• Excerpt provided
┄┄┄┄┄┄┄┄┄┄

The Dealings of God With Peter: 5. In the Gospels

John 13:1‑11  •  19 min. read  •  grade level: 7
What I hope to present to you tonight I may characterize in two or three words, the instruction and the warning. Here we have the instruction—the most weighty, practically, that the Lord had as yet set before Simon Peter. Undoubtedly there was that which was needed previously. His personal glory had been dawning more and more upon his heart. Correction, too, there had been before now, but here it is more the positive instruction that a saint wants as such upon the earth, and Simon Peter gave occasion for the Lord's bringing it out just because he was so ready to give his opinion. Now, our opinions are always wrong. We never rightly can give an opinion, especially when we think to Whom, as in this case, we are giving it. Giving an opinion to Christ! Yet it was really that. No doubt it flowed out of a human sense of what seemed to him the incongruity of the Lord's stooping down to wash his feet; but the truth is that it was always a question of the Lord's stooping down. That was no new thing. That was just what characterized all His work here below. His appearance in the world, His coming here, His presence, His whole action—what was it? It was the service of love. No doubt it was here being brought out in a very distinct and evident manner. The service of love is always in action. It is not always so manifest; and it was the manifesting of it to Peter. Little did he know that he needed it, but. the Lord brought this all out—the depth of the need, and also the character of the need, for there is exceeding instruction in these few words of our Lord Jesus. But then we must have it settled in our souls as the first great lesson that comes out in this instruction of the Lord, and that is, that all our blessing flows from distrusting our thoughts, our words, our notions of what is suitable to Christ. All our blessing, I may say, is in appropriating Christ's words. There is spirit, and there life; and what we are just learning now is to value them principally, to have perfect confidence in them, and to judge, therefore, all that rises from ourselves, all that comes from another, by this only standard.

┄┄┄┄┄┄┄┄┄┄

• Data supplied
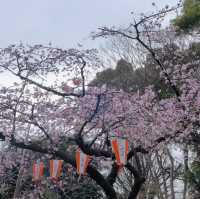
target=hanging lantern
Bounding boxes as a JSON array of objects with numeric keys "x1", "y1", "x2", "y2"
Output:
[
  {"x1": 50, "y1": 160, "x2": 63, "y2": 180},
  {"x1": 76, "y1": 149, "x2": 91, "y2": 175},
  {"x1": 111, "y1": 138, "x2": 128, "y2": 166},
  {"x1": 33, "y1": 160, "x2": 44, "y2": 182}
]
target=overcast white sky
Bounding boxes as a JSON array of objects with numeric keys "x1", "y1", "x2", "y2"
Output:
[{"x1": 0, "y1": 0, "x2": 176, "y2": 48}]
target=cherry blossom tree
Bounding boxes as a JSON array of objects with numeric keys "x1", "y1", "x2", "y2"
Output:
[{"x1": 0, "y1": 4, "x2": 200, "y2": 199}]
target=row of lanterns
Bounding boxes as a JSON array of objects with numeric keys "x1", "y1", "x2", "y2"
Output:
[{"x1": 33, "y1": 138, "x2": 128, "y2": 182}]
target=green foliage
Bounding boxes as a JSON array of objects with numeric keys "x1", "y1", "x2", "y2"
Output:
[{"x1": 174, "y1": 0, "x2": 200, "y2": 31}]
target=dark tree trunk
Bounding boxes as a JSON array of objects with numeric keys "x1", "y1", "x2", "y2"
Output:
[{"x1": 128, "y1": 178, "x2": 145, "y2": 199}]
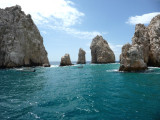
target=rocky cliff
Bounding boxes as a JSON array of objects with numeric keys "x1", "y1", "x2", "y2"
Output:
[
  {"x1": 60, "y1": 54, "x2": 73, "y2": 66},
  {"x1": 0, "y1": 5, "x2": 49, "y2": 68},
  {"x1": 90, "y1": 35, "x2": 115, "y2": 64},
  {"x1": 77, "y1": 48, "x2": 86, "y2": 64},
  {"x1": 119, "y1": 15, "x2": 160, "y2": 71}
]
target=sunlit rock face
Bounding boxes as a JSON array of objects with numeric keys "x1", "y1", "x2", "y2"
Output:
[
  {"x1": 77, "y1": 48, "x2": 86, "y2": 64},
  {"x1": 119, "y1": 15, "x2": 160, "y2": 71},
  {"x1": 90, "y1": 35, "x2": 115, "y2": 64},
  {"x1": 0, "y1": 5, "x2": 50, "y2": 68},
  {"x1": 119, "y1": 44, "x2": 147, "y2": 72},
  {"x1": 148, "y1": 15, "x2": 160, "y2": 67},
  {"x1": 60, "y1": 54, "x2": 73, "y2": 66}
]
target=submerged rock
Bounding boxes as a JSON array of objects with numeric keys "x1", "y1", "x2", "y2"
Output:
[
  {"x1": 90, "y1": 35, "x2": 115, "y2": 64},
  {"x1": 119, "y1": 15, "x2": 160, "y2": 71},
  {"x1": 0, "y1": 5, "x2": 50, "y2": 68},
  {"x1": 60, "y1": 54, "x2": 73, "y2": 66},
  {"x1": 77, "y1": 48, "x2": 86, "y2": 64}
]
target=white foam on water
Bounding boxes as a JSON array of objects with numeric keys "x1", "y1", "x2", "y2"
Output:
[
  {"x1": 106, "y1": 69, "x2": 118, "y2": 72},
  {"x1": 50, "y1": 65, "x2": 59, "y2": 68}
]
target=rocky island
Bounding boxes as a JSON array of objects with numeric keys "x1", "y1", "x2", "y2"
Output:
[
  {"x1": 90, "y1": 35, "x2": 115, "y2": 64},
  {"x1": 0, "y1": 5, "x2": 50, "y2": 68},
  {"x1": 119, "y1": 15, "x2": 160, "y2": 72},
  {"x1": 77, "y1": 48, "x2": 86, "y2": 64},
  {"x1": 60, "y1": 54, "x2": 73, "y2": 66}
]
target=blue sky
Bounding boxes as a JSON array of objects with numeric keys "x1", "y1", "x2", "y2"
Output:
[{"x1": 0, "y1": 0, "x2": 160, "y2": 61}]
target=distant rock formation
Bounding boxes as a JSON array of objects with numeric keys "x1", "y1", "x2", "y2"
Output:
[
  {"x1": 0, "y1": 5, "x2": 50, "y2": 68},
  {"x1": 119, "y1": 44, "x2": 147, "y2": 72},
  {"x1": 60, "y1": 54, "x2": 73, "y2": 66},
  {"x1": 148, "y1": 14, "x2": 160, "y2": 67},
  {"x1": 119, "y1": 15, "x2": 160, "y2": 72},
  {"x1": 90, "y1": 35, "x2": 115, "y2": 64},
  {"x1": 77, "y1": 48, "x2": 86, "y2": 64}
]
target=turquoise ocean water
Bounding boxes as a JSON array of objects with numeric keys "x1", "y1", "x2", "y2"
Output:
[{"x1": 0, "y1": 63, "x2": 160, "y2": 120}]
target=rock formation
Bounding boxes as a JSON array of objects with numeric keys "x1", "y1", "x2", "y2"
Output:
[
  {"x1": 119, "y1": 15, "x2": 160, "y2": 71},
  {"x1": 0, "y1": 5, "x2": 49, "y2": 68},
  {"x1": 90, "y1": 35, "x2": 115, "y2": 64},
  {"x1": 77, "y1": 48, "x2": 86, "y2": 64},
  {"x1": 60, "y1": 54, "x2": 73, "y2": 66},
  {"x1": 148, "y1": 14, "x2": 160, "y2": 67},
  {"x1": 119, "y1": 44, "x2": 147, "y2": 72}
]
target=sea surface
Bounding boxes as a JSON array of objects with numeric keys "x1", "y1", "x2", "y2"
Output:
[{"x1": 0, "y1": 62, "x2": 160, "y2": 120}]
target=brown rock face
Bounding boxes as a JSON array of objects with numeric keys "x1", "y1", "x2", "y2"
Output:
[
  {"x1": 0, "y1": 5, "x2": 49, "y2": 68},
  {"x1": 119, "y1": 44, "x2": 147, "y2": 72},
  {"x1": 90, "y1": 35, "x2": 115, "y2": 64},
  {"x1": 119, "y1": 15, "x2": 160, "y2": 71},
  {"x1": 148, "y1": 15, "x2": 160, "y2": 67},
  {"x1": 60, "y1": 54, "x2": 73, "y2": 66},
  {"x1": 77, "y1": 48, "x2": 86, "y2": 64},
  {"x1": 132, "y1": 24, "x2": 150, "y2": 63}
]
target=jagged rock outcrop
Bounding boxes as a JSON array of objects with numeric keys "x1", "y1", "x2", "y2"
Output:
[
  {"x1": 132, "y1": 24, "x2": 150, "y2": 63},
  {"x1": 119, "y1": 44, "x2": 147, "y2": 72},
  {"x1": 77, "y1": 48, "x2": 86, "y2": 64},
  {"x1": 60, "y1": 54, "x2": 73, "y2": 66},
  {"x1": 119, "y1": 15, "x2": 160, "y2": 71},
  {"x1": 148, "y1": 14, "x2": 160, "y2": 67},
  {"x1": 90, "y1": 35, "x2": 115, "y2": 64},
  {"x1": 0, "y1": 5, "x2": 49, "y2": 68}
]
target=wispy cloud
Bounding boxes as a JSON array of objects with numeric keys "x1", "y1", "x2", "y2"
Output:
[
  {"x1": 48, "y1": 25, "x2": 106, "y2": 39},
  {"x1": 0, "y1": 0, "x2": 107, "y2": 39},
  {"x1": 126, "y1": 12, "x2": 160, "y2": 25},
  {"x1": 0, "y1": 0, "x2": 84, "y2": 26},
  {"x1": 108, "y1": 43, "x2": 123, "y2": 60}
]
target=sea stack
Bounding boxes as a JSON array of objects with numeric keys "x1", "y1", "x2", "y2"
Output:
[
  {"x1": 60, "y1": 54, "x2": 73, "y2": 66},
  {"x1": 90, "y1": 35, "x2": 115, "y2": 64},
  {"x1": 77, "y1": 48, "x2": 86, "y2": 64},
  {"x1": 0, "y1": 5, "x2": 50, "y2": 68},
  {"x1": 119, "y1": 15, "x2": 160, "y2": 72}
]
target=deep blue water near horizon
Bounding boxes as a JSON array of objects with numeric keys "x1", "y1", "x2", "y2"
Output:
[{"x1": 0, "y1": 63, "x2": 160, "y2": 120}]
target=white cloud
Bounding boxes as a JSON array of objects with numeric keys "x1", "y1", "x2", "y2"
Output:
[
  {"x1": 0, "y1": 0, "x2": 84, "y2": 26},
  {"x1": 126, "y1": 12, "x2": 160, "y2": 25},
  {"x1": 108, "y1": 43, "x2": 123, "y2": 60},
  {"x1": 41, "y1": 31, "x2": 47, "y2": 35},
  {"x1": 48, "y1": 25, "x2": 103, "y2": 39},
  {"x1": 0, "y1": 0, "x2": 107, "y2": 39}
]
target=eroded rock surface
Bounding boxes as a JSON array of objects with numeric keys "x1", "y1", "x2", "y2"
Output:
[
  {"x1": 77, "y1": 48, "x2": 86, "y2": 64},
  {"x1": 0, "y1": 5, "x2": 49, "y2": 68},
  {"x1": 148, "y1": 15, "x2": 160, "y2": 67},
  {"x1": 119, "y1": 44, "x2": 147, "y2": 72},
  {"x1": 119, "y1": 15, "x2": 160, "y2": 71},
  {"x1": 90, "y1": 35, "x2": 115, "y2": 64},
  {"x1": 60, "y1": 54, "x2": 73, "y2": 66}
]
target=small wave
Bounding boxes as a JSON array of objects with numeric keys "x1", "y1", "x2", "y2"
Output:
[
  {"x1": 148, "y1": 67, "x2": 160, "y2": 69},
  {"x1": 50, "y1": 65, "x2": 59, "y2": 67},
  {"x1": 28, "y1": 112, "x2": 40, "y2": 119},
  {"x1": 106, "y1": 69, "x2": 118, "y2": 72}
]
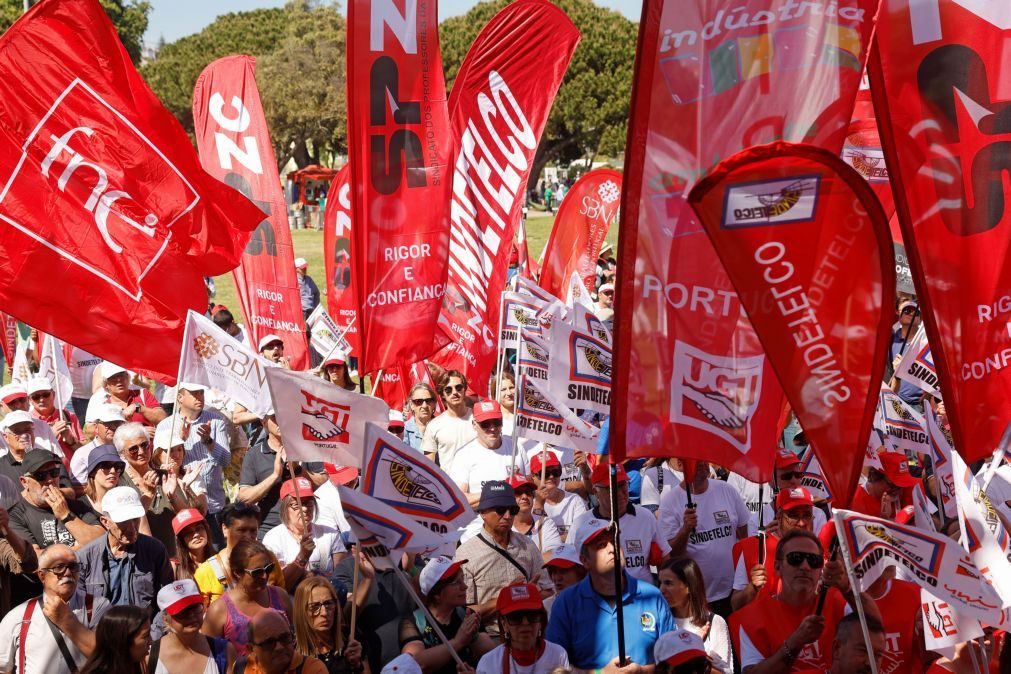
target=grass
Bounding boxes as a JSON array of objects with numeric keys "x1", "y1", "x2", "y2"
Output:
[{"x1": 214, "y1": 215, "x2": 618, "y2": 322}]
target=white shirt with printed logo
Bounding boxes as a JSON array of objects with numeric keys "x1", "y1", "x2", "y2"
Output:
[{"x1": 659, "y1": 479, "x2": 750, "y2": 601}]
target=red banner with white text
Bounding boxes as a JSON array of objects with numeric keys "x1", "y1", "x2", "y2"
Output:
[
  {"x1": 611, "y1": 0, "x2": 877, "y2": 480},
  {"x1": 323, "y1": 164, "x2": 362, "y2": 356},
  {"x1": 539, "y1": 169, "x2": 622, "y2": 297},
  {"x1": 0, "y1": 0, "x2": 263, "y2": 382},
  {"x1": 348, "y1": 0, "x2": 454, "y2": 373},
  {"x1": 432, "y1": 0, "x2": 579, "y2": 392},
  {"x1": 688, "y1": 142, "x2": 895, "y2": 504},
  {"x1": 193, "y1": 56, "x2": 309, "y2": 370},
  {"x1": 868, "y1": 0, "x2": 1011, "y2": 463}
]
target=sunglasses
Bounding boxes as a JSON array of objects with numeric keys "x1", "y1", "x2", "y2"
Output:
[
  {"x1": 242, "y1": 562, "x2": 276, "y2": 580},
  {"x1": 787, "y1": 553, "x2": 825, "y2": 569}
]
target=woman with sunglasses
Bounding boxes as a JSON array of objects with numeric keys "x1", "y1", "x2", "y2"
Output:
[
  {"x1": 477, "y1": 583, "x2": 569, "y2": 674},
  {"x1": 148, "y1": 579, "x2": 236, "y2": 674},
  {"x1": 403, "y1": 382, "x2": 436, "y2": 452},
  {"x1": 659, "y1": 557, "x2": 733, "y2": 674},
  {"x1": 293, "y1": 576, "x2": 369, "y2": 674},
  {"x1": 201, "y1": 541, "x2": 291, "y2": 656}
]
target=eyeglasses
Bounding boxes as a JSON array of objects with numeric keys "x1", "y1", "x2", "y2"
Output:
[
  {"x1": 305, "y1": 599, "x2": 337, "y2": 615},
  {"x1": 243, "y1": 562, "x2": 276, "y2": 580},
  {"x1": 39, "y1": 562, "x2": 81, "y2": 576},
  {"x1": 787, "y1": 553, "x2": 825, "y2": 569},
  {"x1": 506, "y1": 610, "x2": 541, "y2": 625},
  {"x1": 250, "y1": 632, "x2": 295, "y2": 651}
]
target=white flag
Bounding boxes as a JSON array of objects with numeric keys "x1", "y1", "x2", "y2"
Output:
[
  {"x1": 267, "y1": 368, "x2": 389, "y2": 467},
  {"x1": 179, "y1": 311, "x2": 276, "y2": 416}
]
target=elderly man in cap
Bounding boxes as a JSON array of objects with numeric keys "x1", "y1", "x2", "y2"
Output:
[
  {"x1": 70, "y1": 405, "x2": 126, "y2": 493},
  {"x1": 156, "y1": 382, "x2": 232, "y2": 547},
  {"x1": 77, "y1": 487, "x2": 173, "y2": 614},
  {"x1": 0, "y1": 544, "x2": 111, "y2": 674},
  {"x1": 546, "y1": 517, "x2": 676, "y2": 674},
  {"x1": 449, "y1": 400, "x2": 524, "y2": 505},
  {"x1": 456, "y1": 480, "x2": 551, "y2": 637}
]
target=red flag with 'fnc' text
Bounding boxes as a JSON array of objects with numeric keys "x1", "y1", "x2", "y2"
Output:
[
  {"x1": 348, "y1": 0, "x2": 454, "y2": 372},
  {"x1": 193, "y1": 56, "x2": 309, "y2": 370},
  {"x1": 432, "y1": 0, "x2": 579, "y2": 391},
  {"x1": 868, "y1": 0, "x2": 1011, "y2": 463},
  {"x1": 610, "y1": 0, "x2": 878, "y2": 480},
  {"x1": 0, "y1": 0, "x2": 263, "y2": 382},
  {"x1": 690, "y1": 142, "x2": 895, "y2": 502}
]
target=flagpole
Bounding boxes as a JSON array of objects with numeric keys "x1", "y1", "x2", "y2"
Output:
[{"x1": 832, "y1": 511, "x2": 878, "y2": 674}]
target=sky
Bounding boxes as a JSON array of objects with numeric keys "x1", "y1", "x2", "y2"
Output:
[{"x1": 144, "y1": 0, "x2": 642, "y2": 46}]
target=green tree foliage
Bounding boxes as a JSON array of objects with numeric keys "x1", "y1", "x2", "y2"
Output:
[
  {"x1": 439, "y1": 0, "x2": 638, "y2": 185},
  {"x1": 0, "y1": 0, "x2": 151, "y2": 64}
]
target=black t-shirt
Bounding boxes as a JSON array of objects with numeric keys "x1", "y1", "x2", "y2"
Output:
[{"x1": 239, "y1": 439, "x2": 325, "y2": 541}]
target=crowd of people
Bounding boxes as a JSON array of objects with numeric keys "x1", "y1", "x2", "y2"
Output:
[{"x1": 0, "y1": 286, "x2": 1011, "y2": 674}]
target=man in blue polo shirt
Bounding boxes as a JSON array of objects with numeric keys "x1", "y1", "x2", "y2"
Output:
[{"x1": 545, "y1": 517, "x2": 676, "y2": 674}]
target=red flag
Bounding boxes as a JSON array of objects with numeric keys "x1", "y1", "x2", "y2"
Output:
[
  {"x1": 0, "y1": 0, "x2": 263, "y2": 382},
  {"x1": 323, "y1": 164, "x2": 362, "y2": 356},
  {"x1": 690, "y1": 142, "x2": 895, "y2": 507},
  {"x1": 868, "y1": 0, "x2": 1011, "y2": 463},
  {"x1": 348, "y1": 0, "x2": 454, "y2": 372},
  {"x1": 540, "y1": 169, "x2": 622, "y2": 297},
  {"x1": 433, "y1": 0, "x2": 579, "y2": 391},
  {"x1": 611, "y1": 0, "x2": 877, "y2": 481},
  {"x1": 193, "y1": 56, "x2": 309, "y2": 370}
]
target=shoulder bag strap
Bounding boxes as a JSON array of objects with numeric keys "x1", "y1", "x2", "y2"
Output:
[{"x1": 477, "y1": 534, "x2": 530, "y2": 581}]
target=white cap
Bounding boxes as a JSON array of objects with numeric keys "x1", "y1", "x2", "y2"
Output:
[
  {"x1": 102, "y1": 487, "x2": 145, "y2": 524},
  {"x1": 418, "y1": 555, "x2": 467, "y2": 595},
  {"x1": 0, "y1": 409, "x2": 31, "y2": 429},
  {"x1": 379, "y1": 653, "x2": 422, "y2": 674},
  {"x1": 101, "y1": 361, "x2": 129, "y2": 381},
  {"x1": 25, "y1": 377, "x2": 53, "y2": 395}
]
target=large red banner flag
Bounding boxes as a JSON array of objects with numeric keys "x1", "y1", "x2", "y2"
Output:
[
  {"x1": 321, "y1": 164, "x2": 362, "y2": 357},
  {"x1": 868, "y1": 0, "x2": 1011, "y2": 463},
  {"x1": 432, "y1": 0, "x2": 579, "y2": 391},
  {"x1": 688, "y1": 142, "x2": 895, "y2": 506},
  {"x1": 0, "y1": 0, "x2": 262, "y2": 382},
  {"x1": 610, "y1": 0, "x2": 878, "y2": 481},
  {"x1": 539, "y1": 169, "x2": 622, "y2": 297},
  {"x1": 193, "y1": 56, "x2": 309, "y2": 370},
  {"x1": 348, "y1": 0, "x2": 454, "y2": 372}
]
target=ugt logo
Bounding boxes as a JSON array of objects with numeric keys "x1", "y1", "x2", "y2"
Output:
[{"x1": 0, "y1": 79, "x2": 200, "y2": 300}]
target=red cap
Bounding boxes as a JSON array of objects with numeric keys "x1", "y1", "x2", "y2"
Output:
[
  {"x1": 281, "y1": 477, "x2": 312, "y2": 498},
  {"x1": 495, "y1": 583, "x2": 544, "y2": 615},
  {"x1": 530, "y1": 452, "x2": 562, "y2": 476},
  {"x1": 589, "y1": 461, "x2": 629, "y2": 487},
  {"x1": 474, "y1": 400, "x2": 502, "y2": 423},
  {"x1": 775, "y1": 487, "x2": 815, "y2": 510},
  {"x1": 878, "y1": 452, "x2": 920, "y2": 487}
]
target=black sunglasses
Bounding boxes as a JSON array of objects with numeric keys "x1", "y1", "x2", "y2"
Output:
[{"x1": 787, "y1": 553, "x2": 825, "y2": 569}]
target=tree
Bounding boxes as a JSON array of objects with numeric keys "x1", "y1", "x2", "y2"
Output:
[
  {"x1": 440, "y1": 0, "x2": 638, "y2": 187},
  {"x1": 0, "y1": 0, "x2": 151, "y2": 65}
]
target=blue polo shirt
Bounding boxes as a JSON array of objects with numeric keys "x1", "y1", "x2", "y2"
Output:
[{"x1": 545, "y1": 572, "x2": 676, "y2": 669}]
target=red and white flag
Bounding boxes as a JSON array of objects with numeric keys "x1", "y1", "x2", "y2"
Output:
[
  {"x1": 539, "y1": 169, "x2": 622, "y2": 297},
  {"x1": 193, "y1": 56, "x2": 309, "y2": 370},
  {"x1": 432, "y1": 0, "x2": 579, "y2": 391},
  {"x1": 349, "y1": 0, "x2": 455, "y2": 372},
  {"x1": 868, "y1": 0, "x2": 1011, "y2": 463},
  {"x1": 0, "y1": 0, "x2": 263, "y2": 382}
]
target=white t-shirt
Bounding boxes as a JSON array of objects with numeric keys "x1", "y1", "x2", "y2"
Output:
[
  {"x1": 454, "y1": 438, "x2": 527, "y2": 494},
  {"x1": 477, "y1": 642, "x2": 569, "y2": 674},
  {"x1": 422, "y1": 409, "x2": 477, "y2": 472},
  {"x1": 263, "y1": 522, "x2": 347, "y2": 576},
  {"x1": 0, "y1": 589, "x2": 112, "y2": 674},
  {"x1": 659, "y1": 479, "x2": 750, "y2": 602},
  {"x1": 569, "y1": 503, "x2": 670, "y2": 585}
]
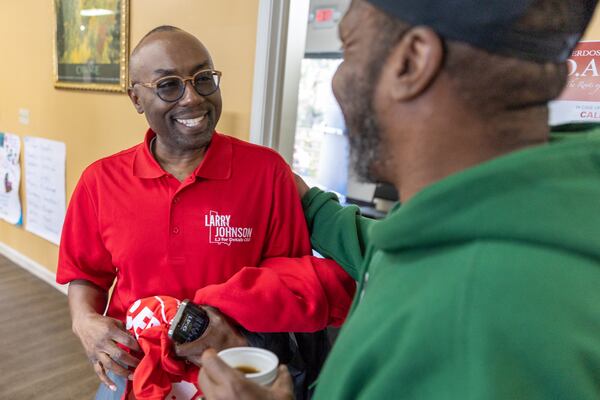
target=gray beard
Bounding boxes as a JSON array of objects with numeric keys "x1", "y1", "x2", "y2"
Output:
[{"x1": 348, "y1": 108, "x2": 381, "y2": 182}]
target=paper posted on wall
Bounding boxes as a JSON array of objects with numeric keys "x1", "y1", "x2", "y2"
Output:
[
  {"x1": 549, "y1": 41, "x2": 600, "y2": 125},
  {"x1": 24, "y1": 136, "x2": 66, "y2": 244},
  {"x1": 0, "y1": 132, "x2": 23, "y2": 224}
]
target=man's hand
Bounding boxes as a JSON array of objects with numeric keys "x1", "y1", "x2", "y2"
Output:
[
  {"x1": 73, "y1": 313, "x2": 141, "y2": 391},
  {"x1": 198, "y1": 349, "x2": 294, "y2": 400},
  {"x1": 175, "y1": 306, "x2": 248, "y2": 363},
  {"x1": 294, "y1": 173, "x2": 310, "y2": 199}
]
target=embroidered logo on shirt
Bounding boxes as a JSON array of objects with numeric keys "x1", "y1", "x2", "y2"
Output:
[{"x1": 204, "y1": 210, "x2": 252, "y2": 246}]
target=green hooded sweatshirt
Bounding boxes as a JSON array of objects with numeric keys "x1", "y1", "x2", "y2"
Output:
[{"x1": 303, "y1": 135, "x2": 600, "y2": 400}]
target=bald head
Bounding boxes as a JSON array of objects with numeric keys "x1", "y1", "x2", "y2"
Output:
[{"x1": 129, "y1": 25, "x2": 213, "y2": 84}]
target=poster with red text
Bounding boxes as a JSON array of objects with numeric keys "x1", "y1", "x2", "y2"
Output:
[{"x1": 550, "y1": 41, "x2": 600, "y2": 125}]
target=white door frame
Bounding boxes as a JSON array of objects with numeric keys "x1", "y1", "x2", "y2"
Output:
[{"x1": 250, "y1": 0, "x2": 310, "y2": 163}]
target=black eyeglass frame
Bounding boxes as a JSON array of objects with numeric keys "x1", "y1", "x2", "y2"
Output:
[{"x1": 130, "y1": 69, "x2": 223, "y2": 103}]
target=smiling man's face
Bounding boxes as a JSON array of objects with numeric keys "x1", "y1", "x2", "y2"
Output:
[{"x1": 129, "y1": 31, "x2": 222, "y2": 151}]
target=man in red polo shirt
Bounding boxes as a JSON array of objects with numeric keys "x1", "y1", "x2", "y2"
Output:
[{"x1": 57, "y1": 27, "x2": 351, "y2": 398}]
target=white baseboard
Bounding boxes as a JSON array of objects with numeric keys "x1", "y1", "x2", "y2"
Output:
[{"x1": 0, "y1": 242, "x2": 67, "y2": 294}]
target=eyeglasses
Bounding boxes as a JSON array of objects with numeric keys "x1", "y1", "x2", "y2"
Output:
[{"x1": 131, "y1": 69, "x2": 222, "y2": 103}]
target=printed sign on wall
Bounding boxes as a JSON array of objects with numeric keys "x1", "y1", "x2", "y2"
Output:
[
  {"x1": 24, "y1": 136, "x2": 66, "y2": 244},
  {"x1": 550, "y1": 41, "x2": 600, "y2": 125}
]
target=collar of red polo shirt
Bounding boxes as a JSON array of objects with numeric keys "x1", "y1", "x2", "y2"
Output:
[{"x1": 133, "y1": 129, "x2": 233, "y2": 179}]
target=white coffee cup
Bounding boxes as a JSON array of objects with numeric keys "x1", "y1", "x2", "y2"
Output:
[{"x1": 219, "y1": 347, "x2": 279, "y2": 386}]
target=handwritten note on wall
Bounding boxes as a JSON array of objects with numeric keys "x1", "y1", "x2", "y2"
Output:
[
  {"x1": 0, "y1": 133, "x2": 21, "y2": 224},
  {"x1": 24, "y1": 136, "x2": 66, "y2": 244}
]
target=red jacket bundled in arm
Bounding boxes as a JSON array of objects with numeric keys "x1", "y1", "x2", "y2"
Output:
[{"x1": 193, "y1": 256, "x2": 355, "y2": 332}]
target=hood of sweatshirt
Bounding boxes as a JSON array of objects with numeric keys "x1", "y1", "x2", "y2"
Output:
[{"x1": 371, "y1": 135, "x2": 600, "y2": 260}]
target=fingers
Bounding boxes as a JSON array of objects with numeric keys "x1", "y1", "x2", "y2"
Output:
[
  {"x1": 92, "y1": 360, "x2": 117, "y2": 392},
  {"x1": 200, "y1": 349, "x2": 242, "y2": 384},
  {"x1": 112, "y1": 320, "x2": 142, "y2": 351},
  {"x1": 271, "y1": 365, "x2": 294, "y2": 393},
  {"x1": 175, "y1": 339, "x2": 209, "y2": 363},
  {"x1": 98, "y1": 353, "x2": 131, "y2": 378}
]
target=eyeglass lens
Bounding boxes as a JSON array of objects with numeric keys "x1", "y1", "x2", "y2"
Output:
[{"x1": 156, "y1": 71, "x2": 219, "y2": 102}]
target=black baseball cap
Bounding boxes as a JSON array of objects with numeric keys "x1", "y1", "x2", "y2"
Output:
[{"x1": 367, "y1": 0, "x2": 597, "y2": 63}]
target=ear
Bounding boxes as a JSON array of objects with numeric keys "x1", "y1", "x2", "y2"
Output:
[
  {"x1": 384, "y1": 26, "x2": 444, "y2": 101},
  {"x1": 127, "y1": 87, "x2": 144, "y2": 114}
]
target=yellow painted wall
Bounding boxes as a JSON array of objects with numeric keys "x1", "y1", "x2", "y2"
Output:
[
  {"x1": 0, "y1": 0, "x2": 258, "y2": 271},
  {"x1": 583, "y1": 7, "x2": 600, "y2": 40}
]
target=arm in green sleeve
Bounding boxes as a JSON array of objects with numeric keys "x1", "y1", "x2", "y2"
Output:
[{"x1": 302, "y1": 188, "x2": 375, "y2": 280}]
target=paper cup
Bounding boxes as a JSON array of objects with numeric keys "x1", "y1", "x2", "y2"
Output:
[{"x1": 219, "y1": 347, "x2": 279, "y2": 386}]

┄┄┄┄┄┄┄┄┄┄

• Set exercise A
According to the sermon excerpt, what two or three words characterize what the speaker hopes to present tonight?
• Set exercise B
Pick out every row that contains the word "foliage", treating uppercase and lowercase as different.
The rows are unrelated to the sermon excerpt.

• Written answer A
The instruction and the warning.

• Written answer B
target=green foliage
target=green tree foliage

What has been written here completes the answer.